── Data for the task

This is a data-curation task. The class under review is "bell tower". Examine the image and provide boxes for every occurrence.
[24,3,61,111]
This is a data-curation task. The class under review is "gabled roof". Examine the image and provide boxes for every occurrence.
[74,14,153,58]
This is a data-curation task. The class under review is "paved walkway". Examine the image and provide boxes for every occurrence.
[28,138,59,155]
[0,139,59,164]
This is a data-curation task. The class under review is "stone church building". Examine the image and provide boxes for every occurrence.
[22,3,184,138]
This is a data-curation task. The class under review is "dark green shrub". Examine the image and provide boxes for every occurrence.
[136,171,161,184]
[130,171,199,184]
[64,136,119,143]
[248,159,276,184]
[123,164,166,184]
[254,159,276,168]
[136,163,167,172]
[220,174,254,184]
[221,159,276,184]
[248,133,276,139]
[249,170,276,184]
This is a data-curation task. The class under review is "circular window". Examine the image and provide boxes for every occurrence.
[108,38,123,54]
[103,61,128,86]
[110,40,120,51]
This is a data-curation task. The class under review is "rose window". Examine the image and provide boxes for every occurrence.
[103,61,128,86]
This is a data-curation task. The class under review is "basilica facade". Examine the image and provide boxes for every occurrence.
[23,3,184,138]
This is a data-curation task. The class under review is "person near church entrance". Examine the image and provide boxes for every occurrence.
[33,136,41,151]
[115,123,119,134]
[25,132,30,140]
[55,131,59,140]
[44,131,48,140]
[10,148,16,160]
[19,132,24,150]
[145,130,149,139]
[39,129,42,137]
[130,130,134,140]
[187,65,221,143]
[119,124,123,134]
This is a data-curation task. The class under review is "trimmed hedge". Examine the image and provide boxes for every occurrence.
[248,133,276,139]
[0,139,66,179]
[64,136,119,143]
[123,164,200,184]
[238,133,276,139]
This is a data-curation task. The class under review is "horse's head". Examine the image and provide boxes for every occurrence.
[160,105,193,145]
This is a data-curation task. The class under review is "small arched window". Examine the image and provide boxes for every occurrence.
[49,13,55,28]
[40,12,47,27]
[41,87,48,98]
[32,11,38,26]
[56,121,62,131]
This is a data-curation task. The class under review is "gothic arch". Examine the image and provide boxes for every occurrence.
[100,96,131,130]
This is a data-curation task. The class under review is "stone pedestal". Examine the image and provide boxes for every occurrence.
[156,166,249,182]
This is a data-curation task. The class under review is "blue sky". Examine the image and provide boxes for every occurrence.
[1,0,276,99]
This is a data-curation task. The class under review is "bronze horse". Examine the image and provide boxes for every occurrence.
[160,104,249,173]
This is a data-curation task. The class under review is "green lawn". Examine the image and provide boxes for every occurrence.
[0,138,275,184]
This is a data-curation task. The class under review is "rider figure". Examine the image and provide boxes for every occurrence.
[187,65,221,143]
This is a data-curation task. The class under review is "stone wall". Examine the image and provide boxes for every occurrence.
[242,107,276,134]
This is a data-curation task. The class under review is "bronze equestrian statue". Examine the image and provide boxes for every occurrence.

────

*Work task*
Output all of the data again. Match it exactly.

*Solution*
This is a data-curation task. The class under review is "bell tower". Examine the image and provide boxes for every occurrence.
[24,3,61,111]
This is a data-curation task. The class under review is "gabled roof". Examine the image and provide boxes for every occurrence.
[74,14,153,58]
This is a data-curation task. The class under review is "paved walkway". Examine the image and provide boxes for every occurrence.
[28,138,59,155]
[0,139,59,164]
This is a data-curation task. The class under review is "stone church building". Examine the image and provide boxes for every occurrence.
[22,3,184,138]
This is a data-curation task. The class under review is "dark green shrub". Examine the image and provide boxes for every occurrence.
[136,171,161,184]
[130,171,199,184]
[64,136,119,143]
[248,159,276,184]
[123,164,166,184]
[254,159,276,168]
[136,163,167,172]
[220,174,254,184]
[221,159,276,184]
[248,133,276,139]
[249,170,276,184]
This is a data-curation task. The class under review is "circular window". Examine the image and provide boxes for every occurrence.
[108,38,123,54]
[103,61,128,86]
[110,40,120,51]
This is a data-curation task. The class under review is "rose window". Examine the image and provide boxes for every occurrence.
[103,61,128,86]
This is a data-curation task. The class under review is "basilica facade". Examine the image and provide boxes for every occurrence.
[23,3,184,138]
This is a data-curation task. The class under review is "person near church entrance". Examine the image and provide boxes for every occurrence.
[33,136,41,151]
[115,123,119,134]
[25,132,30,140]
[55,131,59,140]
[44,131,48,140]
[10,148,16,160]
[19,132,24,150]
[145,130,149,139]
[39,129,42,137]
[130,130,134,140]
[187,65,221,143]
[119,124,123,134]
This is a data-curation task. The class under review is "trimmed hedge". Examine the image and provide boxes for every occurrence.
[248,133,276,139]
[0,139,66,179]
[64,136,119,143]
[123,164,200,184]
[238,133,276,139]
This is a data-curation task. The class under review is "horse's head". Examine the image and provide boxes for every occurrence.
[160,105,193,145]
This is a data-curation task. The class under review is "small arched window". Examine the image and provide boxes for every occurrence.
[49,13,55,28]
[40,12,47,27]
[41,87,48,98]
[32,11,38,26]
[56,121,62,131]
This is a data-curation task. The class under review is "gothic arch". Examine the image and provide boxes for every occurrence.
[100,96,131,130]
This is a data-curation task. The class under review is "stone pedestal". Examine the image and provide boxes for every occurrence.
[156,166,249,182]
This is a data-curation task. The class under review is "blue sky". Examine the image and provide boxes for every occurrence.
[1,0,276,99]
This is a data-curation task. The class under review is "bronze horse". Examine the image and provide boxes for every occurrence.
[160,104,249,173]
This is a data-curation task. The class under review is "green lawn". Examine the image and provide boxes for every occurrence.
[0,138,275,184]
This is a data-curation task. The class under review is "rider figure". Examine the image and provide boxes for every occurrence.
[187,65,221,143]
This is a data-curation task. The class under review is "stone wall". Examine the image and provide boxes for every occurrence.
[242,107,276,134]
This is a data-curation task. The class under review is "bronze equestrian statue". Examine the image and provide boxes for every occurrence.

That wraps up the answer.